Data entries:
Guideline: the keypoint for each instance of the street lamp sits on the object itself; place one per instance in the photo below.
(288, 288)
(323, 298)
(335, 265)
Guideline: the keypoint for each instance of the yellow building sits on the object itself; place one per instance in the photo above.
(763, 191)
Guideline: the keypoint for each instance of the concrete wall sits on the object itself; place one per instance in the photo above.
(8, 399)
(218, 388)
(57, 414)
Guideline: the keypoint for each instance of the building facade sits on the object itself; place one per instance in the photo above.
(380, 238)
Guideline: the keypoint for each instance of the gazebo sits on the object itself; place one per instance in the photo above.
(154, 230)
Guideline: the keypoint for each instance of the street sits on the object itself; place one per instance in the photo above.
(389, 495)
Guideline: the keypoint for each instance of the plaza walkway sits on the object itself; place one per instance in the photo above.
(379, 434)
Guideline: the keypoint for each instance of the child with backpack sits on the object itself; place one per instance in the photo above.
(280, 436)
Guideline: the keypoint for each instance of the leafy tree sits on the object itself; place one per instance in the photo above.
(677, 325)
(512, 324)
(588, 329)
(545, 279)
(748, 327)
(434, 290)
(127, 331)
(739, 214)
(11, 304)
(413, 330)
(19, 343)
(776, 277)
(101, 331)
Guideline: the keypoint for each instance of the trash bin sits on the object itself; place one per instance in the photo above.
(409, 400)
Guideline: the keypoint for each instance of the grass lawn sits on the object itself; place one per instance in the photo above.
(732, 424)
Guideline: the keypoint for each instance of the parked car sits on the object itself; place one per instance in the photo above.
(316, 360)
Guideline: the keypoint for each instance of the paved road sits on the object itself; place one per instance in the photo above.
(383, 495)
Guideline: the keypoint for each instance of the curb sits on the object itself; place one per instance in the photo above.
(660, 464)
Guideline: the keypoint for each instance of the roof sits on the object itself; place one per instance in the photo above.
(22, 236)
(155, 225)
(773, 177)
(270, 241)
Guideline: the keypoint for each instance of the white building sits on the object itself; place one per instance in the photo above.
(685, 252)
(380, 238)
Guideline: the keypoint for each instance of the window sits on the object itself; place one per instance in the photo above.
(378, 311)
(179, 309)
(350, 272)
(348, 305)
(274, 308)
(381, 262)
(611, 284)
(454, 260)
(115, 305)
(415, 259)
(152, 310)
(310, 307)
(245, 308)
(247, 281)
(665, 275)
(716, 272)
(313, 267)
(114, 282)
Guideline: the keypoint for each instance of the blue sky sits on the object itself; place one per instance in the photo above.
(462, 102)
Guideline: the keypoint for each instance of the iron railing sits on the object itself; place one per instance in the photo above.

# PROBLEM DETAILS
Each line of the material should be echoed exactly.

# RESPONSE TO THIS EXERCISE
Guideline: the keypoint for each instance of the street lamp sits on the object itself; place one per instance in the photo below.
(288, 288)
(323, 298)
(335, 265)
Guideline: the keypoint for each instance of the yellow building sits on the object itself; place one per instance in the photo above.
(763, 191)
Guideline: the keypoint for each instance of the concrete wall sits on the object itself; place one per instance in the photo above.
(8, 399)
(218, 388)
(57, 414)
Guideline: the keypoint for each instance of the building facade sits on the object itself; place one per instance in the photo above.
(380, 238)
Guideline: the keypoint for each instance of the gazebo sits on the object itself; place one per instance in the photo above.
(154, 230)
Guideline: the keypoint for each instance of the street sits on the object itself; place one per instance in the photo above.
(389, 495)
Guideline: the keypoint for each instance of the plaza walkway sits on the object itself; place one per instance in the photo above.
(379, 434)
Guideline: the keypoint for each instance of the child with backpack sits on the object itself; place one per instance in the photo above.
(280, 436)
Guideline: the keypoint for each instance of the leafy tree sits on the object itself; place one per instance in the photo above.
(677, 325)
(512, 324)
(588, 329)
(545, 279)
(748, 327)
(434, 290)
(127, 331)
(739, 214)
(11, 304)
(413, 330)
(19, 343)
(776, 277)
(101, 331)
Guideline: the keypoint for each instance of the trash bin sits on the object itself; place one per instance in the photo above.
(409, 400)
Guideline: the keypoint for each instance of the grass lawn sits on the object itself; place one per instance in the photo above.
(732, 424)
Guideline: the keypoint for each instance of the parked car sits on the object itself; place one per instance in the photo above.
(316, 360)
Guideline: the keypoint for each instance of the paved road sits on the object itself; place one per instance in the photo above.
(383, 495)
Guideline: the keypoint for each instance of the curb sits on the object itself; place one per instance in the photo above.
(660, 464)
Guideline: the keypoint for each instance of the roof sits on the object itself; place one per instance in the photo above.
(22, 236)
(155, 225)
(773, 177)
(270, 241)
Guideline: the keypoint for each instance of the white building sits on the object itself; place one per instance in the photo above.
(685, 252)
(380, 238)
Guideline: the keypoint for each instance of the window sits on the object itself; place one per instance in the photo above.
(378, 311)
(179, 309)
(350, 272)
(348, 305)
(274, 308)
(381, 262)
(611, 284)
(454, 260)
(115, 305)
(415, 259)
(152, 310)
(310, 307)
(245, 308)
(247, 281)
(665, 275)
(716, 272)
(313, 267)
(114, 282)
Guideline: the keypoint for each instance of the blue sky sits on the object itself; place one per instance in the photo above.
(462, 102)
Guideline: the keypoint for each instance of the iron railing sits on the object itself; place one per instance in the photo above.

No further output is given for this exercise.